Required actions ->
(A) Summarize the article on Sheriff Gamble's award in two sentences.
(B) Repeat the article on Sheriff Gamble's award word for word, from "Lt. Governor Boyd" to "month in Stevensville.".

Lt. Governor Boyd Rutherford recognized the outstanding work being done to combat the heroin, opioid and fentanyl crisis, including that of Talbot County Sheriff Joe Gamble, at Chesapeake Charities’ packed awards luncheon last month in Stevensville.

Sheriff Gamble was honored as Volunteer of the Year for his tireless commitment to prevention and education efforts in Talbot County. Accepting the award, Gamble talked about the shock of learning that high school students he had once coached had become heroin addicts, and the desperate parents who asked him for help. Realizing the need for prevention, he inspired his community to take action, starting the “Talbot Goes Purple” campaign with Talbot Rotary to raise awareness in the schools about the dangers of prescription opioids. “Every business, every family that we approached for help has been impacted by this epidemic,” Gamble said.

Joe Gamble talks about “Talbot Goes Purple” at Celebration of Charity awards luncheon.

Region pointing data
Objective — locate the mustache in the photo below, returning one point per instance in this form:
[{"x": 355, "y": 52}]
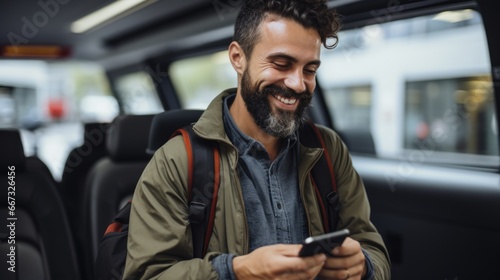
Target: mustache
[{"x": 285, "y": 92}]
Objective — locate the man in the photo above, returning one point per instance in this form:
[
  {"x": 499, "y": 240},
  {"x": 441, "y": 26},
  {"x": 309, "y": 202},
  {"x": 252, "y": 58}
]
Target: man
[{"x": 266, "y": 203}]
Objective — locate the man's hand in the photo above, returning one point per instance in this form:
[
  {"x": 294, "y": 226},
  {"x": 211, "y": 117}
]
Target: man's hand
[
  {"x": 348, "y": 263},
  {"x": 277, "y": 262}
]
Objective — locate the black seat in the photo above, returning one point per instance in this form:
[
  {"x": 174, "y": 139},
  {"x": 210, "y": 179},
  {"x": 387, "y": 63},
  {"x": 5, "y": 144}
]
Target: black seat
[
  {"x": 76, "y": 169},
  {"x": 358, "y": 141},
  {"x": 44, "y": 248},
  {"x": 112, "y": 179},
  {"x": 165, "y": 124}
]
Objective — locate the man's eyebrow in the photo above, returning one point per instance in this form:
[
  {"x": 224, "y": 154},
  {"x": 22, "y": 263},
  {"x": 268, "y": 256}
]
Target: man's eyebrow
[{"x": 292, "y": 59}]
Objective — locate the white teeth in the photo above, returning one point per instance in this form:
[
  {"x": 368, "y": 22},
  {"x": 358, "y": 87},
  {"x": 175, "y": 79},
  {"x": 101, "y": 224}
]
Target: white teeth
[{"x": 286, "y": 100}]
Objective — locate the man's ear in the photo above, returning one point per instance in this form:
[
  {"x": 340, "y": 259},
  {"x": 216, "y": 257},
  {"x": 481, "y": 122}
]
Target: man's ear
[{"x": 237, "y": 57}]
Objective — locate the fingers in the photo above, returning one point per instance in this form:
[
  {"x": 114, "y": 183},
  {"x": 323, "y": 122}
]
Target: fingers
[
  {"x": 348, "y": 262},
  {"x": 348, "y": 248},
  {"x": 277, "y": 262}
]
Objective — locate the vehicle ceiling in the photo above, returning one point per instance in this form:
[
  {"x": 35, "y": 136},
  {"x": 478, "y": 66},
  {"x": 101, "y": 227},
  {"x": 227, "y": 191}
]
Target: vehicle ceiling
[{"x": 162, "y": 26}]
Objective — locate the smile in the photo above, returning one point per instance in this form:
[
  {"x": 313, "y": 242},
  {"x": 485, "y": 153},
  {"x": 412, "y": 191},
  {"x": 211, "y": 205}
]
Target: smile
[{"x": 288, "y": 101}]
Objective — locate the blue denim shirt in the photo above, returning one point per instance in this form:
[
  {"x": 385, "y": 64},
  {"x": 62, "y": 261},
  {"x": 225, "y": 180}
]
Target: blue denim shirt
[
  {"x": 270, "y": 191},
  {"x": 271, "y": 194}
]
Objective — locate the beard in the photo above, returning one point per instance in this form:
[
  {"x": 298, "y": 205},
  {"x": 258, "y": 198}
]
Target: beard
[{"x": 275, "y": 122}]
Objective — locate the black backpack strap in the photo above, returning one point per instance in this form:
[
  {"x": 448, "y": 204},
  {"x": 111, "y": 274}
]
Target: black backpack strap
[
  {"x": 325, "y": 186},
  {"x": 203, "y": 186}
]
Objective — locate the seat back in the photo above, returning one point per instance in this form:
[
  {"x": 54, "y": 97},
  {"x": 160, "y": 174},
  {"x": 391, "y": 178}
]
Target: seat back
[
  {"x": 112, "y": 180},
  {"x": 164, "y": 124},
  {"x": 76, "y": 169},
  {"x": 358, "y": 141},
  {"x": 36, "y": 220}
]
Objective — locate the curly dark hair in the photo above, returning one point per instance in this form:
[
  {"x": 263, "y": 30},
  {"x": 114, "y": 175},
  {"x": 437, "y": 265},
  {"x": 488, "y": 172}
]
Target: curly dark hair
[{"x": 309, "y": 13}]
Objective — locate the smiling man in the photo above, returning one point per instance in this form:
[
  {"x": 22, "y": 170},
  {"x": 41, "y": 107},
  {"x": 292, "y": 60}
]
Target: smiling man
[{"x": 266, "y": 203}]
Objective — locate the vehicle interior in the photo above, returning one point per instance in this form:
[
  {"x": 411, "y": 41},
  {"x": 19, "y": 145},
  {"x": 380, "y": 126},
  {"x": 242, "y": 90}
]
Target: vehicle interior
[{"x": 412, "y": 88}]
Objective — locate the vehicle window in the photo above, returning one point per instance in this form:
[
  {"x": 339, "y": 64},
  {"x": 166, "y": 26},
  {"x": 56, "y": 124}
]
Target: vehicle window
[
  {"x": 138, "y": 94},
  {"x": 430, "y": 81},
  {"x": 51, "y": 105},
  {"x": 199, "y": 79}
]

Task results ->
(A) At Chesapeake Charities' awards luncheon in Stevensville, Lt. Governor Boyd Rutherford recognized work against the heroin, opioid and fentanyl crisis, and Talbot County Sheriff Joe Gamble was honored as Volunteer of the Year for his prevention and education efforts. Gamble spoke about learning that high school students he had once coached had become heroin addicts, and he started the "Talbot Goes Purple" campaign with Talbot Rotary to raise awareness in the schools about the dangers of prescription opioids.

(B)
Lt. Governor Boyd Rutherford recognized the outstanding work being done to combat the heroin, opioid and fentanyl crisis, including that of Talbot County Sheriff Joe Gamble, at Chesapeake Charities’ packed awards luncheon last month in Stevensville.